### [DIRECTIONS]
1. Revise the piece on language immersion schools, starting with "Increasingly, though, many" and going on through "parents at ease.", with "parents" changed to "families".
2. For each statement, say whether the piece on language immersion schools supports it, and answer yes or no with the deciding words quoted. (a) Gemma Gomez, age 5, has firsthand experience in a Chinese language immersion school. (b) Gemma's parents never worried about her falling behind. (c) The Center for Advanced Research on Language Acquisition says immersion students always outperform non-immersion peers in reading and math.

### [PAGE]
━━━━

We’ve reached the dog days of summer, and it’s time for many people to head back to school.

Increasingly, though, many children are not heading back to the normal district school to which they are assigned. Instead, many parents are choosing to send their children to language immersion schools where almost all of the instruction takes place in a foreign language such as Chinese, French, or Spanish.

According to Southern California Public Radio (SCPR), one of the children with firsthand experience in a Chinese language immersion school is 5 year-old Gemma Gomez. While initially concerned that Gemma would fall behind if not experiencing school in her native tongue, Gemma’s academic progress and success in the Mandarin language soon put her parents at ease.

Research suggests that other students at immersion schools have had similar success. According to the Center for Advanced Research on Language Acquisition,

“English proficient immersion students are capable of achieving as well as, and in some cases better than, non-immersion peers on standardized measures of reading and math.

━━━━

### [DATA EXTRACT]
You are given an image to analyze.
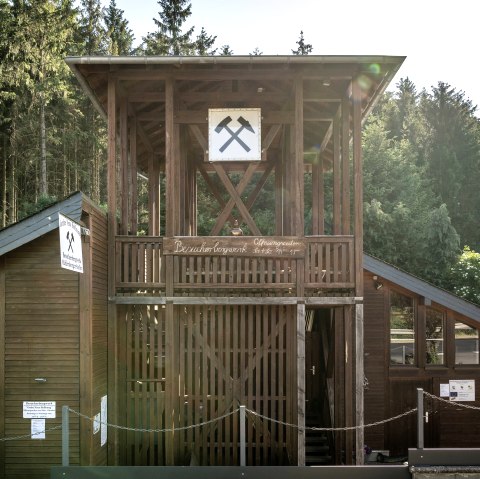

━━━━

### [ANSWERS TO THE EXERCISE]
1.
Increasingly, though, many children are not heading back to the normal district school to which they are assigned. Instead, many families are choosing to send their children to language immersion schools where almost all of the instruction takes place in a foreign language such as Chinese, French, or Spanish.

According to Southern California Public Radio (SCPR), one of the children with firsthand experience in a Chinese language immersion school is 5 year-old Gemma Gomez. While initially concerned that Gemma would fall behind if not experiencing school in her native tongue, Gemma’s academic progress and success in the Mandarin language soon put her families at ease.

2.
(a) Yes: "one of the children with firsthand experience in a Chinese language immersion school is 5 year-old Gemma Gomez"
(b) No: "While initially concerned that Gemma would fall behind if not experiencing school in her native tongue"
(c) No: "capable of achieving as well as, and in some cases better than, non-immersion peers"